| WHAT THE TASK REQUIRES |
Below is a listing to write out in full, exactly as given, without its pictures.

== INFORMATION SHOWN

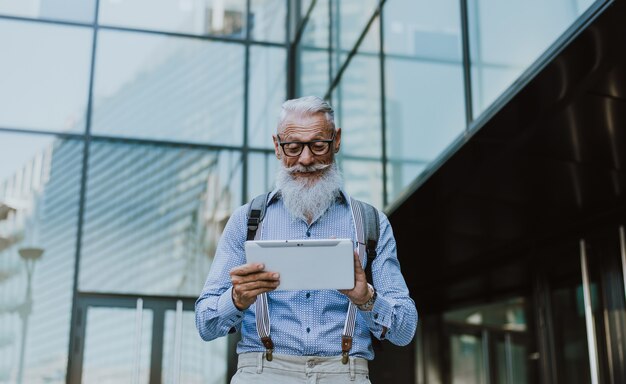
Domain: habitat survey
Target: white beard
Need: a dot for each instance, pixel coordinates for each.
(304, 201)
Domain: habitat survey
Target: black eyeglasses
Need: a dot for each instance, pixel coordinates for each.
(295, 148)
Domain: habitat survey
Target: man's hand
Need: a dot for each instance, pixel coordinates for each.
(250, 280)
(360, 293)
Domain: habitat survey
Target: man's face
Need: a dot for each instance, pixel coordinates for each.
(297, 128)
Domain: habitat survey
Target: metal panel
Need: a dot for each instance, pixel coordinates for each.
(591, 332)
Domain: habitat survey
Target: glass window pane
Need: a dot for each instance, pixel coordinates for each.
(200, 362)
(423, 29)
(111, 342)
(507, 315)
(363, 180)
(425, 111)
(350, 19)
(502, 42)
(268, 20)
(313, 78)
(44, 76)
(400, 174)
(267, 92)
(424, 86)
(261, 173)
(39, 196)
(168, 88)
(197, 17)
(316, 31)
(467, 359)
(67, 10)
(357, 100)
(153, 216)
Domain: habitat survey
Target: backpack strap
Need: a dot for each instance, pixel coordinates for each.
(371, 229)
(256, 213)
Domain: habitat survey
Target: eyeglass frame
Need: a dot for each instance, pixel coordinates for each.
(307, 144)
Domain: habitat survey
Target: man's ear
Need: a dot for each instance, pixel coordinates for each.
(337, 139)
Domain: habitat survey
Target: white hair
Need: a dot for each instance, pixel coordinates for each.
(307, 106)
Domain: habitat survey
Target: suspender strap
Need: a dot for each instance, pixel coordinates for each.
(256, 213)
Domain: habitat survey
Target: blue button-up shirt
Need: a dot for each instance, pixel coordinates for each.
(306, 323)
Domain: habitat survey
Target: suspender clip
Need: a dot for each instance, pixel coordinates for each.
(269, 347)
(346, 345)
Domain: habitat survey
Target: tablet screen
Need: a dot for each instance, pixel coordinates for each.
(306, 264)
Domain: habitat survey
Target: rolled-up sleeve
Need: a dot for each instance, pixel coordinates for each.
(393, 310)
(216, 314)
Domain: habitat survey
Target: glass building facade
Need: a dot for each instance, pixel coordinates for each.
(131, 129)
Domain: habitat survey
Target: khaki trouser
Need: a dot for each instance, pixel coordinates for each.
(285, 369)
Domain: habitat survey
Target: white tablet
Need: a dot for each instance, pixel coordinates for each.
(306, 264)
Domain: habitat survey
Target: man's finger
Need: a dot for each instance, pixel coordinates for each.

====

| WRITTEN ANSWER |
Domain: habitat survey
Target: white beard
Need: a dot for each instance, pixel coordinates for each.
(304, 201)
Domain: habitat survey
Target: black eyeglasses
Need: a dot for each instance, pixel coordinates for each.
(295, 148)
Domain: habitat survey
Target: man's hand
Need: a dot for each instance, pixel coordinates for each.
(250, 280)
(360, 293)
Domain: habitat survey
Target: man's face
Need: a dot for each instance, pixel coordinates for each.
(297, 128)
Domain: habitat survey
Target: metal panel
Need: a dot for each instance, pixel coordinates for each.
(591, 332)
Domain: habitat survey
Target: glass window pane
Need: a dot for each instance, pixel coordinates for each.
(200, 362)
(423, 29)
(111, 342)
(507, 315)
(363, 180)
(425, 111)
(350, 19)
(502, 42)
(268, 20)
(313, 78)
(44, 76)
(400, 174)
(267, 92)
(424, 86)
(261, 173)
(39, 196)
(168, 88)
(197, 17)
(316, 31)
(467, 359)
(67, 10)
(357, 100)
(153, 216)
Domain: habitat survey
Target: backpack strap
Need: a dot for each instance, pixel coordinates for each.
(371, 229)
(256, 213)
Domain: habitat survey
Target: eyeglass frame
Need: a dot for each instance, pixel coordinates for each.
(307, 144)
Domain: habitat survey
Target: man's ear
Need: a dot for each instance, pixel coordinates for each.
(337, 139)
Domain: habitat survey
Target: white hair
Need: a dot for each instance, pixel coordinates for each.
(307, 106)
Domain: habitat survey
Target: suspender strap
Need: a dot for each instance, pixel coordinates for each.
(256, 213)
Domain: habitat survey
Target: blue button-up shirt
Need: a dot for each instance, pixel coordinates for each.
(306, 323)
Domain: habitat survey
Target: suspender clip
Need: a dot for each instance, pixel coordinates for each.
(269, 347)
(346, 345)
Domain: habitat survey
Target: tablet screen
Need: a dot for each instance, pixel coordinates for each.
(306, 264)
Domain: habitat survey
Target: rolled-up sleeve
Need: a dot for each instance, pixel coordinates for each.
(393, 310)
(216, 314)
Domain: habitat survey
Target: glass building facade
Need: a dot for each instance, pixel coordinates for each.
(131, 129)
Domain: habitat survey
Target: khaki trouser
Need: a dot for each instance, pixel coordinates for each.
(285, 369)
Domain: habitat survey
Target: white tablet
Need: a dot for each instance, pixel coordinates for each.
(306, 264)
Domain: habitat survey
Target: man's finger
Need: a dot for each instance, pixel coordinates for each.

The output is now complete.